Utah Asks for 179B Exemption from Clean Air Act

In 2018, EPA designated the Northern Wasatch Front (NWF) airshed (which includes Salt Lake, Davis, and parts of Weber and Tooele Counties) and the Uinta Basin “nonattainment,” i.e. in violation of EPA’s national standard for ozone (which is currently 70 ppb, based on a three-year average of the annual 4th highest daily eight-hour average concentration). Consequently, the EPA would normally require a state to develop a plan to reduce ozone enough to achieve “attainment.”

However, an obscure section of the Clean Air Act (CCA) allows a community to appeal to EPA for retrospective “relief” from non-attainment designation, and therefore avoid having to develop a strategy to reduce ozone, if it can show that a significant component of their ozone originates outside their borders, i.e. in a foreign country. Utah is making what appears to be the first ever attempt by a state to invoke this section of the CCA, 179B, by asking the EPA to accept evidence that a significant portion of our ozone, and/or ozone precursors, originates outside our borders, especially in Asia. If the EPA buys Utah’s sales pitch, it will open the door for higher levels of ozone on the Wasatch Front from any and all sources, including the inland port.

**Excerpts from a dataset**
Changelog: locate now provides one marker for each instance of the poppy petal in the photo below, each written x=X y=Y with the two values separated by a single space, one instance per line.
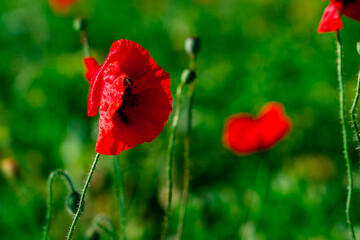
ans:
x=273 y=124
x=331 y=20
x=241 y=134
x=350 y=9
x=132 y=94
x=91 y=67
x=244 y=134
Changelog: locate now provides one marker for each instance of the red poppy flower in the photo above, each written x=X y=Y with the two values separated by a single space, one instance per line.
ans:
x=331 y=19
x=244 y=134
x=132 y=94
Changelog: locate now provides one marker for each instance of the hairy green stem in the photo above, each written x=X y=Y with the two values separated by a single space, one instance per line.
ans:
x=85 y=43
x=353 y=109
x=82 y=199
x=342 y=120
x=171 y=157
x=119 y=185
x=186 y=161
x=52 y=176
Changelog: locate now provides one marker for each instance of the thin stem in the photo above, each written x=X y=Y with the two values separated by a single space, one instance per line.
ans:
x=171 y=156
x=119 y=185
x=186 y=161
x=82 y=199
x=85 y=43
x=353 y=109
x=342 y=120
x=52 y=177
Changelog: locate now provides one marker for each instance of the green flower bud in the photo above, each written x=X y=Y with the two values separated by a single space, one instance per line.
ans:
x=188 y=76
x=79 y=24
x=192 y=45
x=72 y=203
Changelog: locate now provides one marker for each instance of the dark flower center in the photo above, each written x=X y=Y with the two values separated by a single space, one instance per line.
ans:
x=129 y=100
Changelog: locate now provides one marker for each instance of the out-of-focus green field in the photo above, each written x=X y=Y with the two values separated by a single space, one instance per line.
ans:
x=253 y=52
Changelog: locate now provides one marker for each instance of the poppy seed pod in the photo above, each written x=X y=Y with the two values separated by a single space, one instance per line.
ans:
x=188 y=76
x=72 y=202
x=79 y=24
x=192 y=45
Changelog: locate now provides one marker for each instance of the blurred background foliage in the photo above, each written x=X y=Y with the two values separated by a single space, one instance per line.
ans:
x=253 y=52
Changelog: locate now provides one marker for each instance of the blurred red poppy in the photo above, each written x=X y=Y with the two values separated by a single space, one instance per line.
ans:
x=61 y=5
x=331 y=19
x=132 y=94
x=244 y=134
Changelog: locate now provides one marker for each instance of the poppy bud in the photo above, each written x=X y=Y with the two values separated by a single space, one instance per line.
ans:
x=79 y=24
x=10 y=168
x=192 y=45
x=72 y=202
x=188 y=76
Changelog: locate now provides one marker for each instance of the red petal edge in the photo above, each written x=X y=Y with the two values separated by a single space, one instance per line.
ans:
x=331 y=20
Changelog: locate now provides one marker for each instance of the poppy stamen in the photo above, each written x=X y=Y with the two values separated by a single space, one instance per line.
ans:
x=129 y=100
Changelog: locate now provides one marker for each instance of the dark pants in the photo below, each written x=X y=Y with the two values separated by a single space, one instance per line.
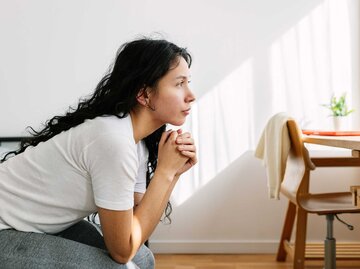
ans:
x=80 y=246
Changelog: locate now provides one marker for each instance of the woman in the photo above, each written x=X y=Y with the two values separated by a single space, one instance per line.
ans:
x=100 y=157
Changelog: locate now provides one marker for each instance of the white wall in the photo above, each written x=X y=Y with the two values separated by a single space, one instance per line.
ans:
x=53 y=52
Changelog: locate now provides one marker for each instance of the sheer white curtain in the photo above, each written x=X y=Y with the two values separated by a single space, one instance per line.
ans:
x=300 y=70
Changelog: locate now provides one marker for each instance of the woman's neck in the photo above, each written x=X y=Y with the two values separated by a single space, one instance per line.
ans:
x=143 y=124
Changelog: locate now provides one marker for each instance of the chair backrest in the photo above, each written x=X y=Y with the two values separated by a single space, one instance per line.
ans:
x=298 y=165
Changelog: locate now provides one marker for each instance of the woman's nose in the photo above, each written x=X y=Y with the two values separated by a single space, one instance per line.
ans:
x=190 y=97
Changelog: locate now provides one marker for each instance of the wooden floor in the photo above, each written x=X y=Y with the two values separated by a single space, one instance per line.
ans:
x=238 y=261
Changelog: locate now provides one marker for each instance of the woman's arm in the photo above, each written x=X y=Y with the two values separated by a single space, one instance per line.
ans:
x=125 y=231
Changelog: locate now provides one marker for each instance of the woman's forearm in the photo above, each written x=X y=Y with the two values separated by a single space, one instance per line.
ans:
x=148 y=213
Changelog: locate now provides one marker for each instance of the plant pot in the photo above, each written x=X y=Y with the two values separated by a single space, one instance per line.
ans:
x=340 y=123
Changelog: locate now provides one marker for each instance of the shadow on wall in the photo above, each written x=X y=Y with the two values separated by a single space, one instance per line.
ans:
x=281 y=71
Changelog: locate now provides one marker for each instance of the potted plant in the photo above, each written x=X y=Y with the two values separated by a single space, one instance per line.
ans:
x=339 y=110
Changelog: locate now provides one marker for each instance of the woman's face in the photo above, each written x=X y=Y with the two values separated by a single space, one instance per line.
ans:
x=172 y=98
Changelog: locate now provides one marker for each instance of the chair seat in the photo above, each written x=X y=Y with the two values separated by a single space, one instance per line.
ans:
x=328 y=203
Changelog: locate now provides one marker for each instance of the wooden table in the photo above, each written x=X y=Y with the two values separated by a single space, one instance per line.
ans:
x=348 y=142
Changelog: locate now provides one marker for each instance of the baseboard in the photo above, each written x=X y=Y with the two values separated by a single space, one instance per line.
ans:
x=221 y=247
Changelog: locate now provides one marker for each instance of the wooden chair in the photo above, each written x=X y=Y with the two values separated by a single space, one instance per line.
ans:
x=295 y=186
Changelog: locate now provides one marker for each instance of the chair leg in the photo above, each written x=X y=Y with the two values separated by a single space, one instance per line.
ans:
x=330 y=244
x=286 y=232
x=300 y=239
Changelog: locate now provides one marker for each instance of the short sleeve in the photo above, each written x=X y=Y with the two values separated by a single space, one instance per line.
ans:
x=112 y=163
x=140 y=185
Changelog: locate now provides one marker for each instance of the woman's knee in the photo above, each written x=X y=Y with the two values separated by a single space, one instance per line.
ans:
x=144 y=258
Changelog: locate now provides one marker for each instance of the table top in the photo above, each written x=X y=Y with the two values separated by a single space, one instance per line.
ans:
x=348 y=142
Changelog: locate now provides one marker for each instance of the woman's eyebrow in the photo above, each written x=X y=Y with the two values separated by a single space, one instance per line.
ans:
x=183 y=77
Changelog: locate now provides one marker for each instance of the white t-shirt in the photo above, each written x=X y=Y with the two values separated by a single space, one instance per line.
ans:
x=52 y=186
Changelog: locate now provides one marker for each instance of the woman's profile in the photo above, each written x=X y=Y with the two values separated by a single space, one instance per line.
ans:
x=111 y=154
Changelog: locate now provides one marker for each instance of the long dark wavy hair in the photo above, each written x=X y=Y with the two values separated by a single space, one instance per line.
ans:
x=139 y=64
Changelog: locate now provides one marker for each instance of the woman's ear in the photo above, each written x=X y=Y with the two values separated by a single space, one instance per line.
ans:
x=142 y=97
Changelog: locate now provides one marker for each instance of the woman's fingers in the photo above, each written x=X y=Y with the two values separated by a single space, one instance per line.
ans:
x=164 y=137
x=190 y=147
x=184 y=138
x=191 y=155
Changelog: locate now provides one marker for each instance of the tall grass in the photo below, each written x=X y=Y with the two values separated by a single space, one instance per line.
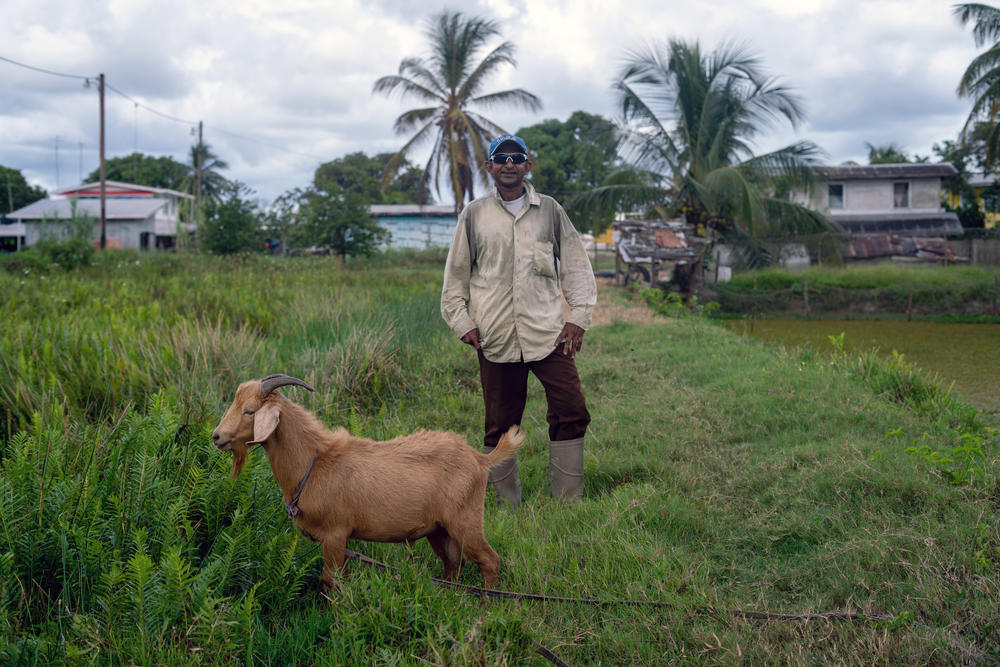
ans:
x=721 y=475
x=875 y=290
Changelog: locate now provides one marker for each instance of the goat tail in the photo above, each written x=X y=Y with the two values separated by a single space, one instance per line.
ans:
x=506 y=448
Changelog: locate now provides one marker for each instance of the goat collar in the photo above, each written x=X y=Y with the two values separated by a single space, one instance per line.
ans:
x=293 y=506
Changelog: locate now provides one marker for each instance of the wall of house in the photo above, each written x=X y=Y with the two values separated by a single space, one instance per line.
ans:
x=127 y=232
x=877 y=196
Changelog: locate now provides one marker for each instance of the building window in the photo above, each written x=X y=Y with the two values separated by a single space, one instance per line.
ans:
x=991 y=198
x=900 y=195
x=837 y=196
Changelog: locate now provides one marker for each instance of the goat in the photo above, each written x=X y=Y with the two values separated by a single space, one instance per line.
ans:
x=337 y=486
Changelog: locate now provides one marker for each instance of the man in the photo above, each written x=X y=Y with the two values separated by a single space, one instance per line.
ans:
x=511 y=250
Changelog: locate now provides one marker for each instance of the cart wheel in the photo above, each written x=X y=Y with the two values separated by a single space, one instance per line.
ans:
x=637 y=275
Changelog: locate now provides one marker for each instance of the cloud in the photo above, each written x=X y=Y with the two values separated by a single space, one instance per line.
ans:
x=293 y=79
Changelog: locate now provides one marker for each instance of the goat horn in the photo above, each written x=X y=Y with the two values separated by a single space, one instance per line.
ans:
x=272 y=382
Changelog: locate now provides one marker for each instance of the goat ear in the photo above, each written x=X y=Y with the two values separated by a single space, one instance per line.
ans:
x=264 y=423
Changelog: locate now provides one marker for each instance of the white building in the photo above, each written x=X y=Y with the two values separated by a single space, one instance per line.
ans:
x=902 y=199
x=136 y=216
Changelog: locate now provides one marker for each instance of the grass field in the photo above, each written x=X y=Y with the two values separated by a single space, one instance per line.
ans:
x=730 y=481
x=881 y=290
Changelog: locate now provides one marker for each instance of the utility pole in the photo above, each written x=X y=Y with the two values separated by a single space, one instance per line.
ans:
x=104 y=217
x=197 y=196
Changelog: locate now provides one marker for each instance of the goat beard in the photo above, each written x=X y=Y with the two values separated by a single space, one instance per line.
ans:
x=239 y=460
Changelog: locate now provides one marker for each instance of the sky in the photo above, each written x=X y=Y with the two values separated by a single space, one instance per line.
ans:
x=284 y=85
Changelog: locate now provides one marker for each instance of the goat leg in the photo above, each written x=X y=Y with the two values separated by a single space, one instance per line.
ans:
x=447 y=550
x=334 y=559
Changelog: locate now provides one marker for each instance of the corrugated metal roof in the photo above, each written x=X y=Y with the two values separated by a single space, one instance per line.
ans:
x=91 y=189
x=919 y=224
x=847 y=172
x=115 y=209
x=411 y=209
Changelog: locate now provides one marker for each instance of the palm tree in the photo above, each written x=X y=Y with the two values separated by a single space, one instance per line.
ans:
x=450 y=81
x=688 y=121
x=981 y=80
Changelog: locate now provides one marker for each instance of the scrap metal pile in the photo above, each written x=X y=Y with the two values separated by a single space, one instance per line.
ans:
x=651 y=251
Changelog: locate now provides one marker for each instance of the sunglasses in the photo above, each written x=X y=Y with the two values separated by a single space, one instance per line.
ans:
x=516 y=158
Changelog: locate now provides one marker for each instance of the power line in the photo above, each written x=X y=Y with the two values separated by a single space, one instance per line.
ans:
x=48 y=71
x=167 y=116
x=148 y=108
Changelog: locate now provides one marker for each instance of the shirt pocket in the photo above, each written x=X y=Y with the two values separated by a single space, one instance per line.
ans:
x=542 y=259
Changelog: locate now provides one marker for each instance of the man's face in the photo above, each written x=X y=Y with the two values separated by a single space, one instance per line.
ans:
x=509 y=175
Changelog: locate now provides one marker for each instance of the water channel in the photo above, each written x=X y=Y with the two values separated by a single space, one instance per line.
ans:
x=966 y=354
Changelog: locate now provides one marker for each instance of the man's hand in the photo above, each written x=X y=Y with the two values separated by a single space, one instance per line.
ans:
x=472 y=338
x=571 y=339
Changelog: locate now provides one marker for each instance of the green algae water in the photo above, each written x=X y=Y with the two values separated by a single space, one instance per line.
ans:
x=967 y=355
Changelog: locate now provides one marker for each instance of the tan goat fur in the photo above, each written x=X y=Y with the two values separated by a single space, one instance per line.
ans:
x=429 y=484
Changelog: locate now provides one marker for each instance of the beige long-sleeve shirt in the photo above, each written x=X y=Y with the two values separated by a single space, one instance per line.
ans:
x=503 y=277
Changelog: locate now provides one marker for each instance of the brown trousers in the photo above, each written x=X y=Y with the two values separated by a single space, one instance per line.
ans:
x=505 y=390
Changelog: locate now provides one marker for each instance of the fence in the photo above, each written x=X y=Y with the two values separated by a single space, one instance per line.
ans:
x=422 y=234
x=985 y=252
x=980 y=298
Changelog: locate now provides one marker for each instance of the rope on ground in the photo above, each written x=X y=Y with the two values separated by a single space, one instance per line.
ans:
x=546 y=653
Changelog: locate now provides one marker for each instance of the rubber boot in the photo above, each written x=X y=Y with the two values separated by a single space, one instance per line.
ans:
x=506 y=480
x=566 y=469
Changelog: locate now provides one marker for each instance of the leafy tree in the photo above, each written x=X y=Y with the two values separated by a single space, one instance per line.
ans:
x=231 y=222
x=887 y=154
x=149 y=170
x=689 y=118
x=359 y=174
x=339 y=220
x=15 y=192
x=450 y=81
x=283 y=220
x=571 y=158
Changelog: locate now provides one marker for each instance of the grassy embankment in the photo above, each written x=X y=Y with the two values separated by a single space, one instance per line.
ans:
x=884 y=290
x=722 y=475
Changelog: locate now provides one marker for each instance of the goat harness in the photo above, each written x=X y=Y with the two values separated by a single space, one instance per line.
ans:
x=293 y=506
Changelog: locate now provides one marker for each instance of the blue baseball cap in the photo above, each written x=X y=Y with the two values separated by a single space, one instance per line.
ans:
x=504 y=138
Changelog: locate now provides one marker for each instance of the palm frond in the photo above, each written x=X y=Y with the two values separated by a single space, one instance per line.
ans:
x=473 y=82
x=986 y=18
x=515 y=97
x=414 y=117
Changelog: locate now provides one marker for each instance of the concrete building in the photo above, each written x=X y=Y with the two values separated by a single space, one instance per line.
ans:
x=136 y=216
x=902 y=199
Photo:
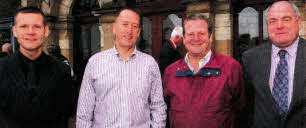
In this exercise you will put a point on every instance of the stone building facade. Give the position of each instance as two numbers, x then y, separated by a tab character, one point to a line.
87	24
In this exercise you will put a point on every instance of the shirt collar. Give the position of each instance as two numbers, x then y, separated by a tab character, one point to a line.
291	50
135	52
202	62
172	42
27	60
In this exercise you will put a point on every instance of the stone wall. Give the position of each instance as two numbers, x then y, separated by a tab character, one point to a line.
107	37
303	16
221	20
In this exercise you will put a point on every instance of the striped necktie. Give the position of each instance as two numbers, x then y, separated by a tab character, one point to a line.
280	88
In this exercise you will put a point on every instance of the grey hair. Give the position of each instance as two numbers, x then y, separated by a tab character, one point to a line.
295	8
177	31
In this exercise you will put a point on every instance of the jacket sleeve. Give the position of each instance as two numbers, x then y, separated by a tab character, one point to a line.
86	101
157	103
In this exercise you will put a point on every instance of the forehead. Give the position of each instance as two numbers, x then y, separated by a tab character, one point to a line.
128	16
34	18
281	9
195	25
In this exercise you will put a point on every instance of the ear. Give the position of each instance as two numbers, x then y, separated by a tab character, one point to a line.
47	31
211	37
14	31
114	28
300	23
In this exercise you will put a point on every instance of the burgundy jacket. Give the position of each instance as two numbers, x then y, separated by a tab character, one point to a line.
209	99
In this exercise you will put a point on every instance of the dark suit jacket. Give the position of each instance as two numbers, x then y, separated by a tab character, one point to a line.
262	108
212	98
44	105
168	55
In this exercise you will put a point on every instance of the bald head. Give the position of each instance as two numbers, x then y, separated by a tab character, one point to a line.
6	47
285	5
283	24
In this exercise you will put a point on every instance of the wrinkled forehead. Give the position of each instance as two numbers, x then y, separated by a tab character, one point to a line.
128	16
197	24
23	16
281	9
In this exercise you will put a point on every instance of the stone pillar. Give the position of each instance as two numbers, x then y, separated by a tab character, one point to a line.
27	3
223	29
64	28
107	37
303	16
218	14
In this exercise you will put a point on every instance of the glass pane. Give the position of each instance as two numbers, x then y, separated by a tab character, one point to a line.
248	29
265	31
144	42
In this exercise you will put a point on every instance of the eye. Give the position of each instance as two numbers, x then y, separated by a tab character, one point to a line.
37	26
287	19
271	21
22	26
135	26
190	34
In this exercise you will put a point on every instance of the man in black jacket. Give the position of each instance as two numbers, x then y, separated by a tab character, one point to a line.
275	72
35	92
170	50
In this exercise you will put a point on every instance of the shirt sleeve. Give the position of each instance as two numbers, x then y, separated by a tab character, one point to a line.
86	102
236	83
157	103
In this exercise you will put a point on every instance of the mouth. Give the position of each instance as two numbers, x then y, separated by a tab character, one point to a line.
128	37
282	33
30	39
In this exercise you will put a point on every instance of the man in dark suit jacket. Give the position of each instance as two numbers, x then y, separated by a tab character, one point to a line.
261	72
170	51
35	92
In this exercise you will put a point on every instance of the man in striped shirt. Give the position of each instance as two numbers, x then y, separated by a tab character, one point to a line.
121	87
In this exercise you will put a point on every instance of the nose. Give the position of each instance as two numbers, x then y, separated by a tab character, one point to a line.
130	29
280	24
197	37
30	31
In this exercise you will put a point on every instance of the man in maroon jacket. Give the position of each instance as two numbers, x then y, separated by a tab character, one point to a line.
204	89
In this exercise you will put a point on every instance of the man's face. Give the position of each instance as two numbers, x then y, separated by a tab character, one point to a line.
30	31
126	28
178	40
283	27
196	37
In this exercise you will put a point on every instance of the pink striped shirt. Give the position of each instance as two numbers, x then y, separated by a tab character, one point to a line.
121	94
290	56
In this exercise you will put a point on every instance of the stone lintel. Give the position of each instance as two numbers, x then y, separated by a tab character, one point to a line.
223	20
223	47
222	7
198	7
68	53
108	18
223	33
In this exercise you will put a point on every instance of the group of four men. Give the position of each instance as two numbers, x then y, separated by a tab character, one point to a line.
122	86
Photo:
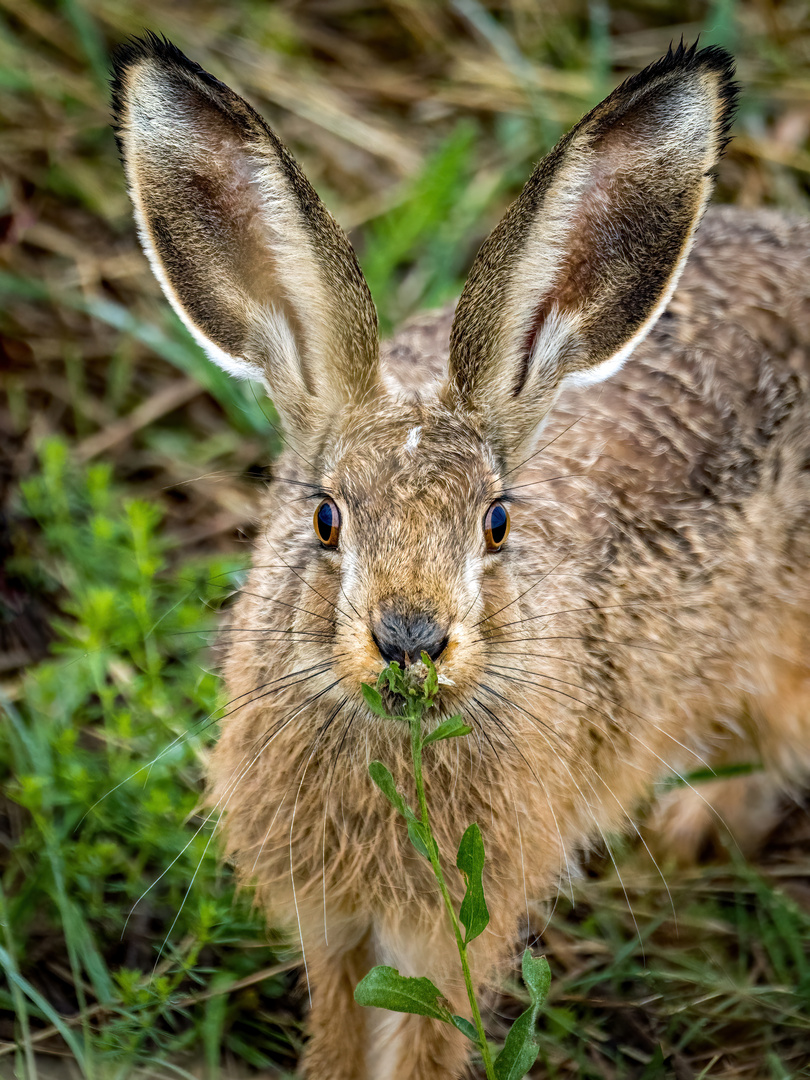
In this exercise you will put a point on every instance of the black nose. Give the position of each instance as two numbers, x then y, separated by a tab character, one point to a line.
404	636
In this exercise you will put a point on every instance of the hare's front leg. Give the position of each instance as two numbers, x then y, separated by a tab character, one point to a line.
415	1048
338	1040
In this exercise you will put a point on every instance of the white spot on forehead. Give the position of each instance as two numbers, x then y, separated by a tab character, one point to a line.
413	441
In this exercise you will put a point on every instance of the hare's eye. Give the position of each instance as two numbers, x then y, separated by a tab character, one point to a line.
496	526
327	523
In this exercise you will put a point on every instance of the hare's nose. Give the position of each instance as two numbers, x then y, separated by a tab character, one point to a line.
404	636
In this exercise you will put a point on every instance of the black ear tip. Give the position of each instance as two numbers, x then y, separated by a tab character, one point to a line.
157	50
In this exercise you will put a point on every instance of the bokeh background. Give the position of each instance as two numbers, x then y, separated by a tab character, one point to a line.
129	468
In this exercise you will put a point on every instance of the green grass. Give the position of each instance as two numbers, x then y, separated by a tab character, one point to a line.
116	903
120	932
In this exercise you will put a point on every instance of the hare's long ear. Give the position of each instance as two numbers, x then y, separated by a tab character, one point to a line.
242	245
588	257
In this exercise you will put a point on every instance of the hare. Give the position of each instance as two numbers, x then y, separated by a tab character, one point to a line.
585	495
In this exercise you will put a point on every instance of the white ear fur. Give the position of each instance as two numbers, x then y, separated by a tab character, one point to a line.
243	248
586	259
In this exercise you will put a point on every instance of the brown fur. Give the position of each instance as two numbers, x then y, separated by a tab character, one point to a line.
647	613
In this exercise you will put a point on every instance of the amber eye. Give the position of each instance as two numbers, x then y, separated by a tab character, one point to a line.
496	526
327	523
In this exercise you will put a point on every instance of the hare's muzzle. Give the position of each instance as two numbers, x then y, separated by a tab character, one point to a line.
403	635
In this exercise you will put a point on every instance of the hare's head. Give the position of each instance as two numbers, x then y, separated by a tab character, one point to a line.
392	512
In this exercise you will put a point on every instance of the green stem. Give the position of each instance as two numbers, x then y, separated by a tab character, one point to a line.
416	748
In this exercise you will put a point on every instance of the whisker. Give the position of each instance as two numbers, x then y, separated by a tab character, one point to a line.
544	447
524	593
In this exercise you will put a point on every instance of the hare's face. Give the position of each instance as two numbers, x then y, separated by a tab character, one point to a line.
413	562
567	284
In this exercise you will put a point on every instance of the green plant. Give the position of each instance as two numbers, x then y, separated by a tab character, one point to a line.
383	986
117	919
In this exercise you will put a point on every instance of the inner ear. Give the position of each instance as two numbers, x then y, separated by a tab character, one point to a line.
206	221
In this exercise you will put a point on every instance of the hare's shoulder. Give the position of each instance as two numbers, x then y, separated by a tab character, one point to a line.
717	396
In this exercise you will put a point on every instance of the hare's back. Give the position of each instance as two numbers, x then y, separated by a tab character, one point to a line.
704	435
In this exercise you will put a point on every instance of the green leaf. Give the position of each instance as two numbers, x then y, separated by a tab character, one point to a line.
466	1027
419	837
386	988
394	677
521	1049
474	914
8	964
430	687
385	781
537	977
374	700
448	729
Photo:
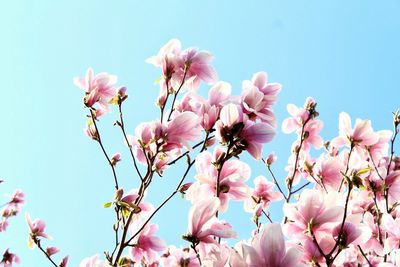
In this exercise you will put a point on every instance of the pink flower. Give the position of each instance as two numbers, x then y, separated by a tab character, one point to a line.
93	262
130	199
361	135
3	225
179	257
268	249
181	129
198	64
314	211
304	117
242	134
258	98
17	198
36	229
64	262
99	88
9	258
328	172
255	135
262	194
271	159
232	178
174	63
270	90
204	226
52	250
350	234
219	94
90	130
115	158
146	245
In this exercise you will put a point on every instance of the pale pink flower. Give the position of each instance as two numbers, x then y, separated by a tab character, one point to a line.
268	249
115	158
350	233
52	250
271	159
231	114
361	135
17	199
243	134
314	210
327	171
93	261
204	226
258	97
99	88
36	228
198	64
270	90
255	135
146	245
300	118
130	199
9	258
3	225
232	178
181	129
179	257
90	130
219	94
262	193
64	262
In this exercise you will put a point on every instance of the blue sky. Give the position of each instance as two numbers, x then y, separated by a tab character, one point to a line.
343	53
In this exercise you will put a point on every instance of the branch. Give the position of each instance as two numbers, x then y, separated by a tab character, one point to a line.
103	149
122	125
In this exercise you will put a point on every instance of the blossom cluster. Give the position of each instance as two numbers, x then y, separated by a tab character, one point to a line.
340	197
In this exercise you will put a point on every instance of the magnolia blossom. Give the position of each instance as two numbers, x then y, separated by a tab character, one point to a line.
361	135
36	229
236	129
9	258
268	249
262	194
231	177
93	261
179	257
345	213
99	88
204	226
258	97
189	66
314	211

**WHAT TO DO**
Pick up the piece on Utah's Clean Air Act 179B ozone exemption request after its last sentence and continue it.

**ANSWER TO THE PROBLEM**
Public documents show that Utah Division of Air Quality (UDAQ) acknowledges that they made this appeal to EPA on behalf of the Utah Petroleum Association (UPA). Yet UDAQ’s 2020 report undermines the premise of their own appeal, stating, “The preliminary data shows that the Wasatch Front is not, in fact, significantly impacted by international emissions on high ozone summer days.” A letter from Utah Dept. of Environmental Quality’s Executive Director, Kimberly Shelly, to EPA further undermines their appeal, stating “local photochemical production of ozone resulting from nearby anthropogenic precursor emissions are the dominant driver of exceedance days in the NWF.” The letter also acknowledged UPA and the Utah Mining Association (UMA) paid for extensive computer modeling to help make this sales pitch.

Another public letter to EPA from Governor Spencer Cox and Senate President, Stuart Adams, and House Speaker Brad Wilson, asked EPA to grant this section 179B waiver, based on a vague, unsupported insinuation that to refuse would have adverse economic consequences. A realistic reading of all this evidence suggests that UDAQ and their staff were “hijacked” by our most powerful politicians to serve the agenda of UPA and UMA, our largest industrial polluters.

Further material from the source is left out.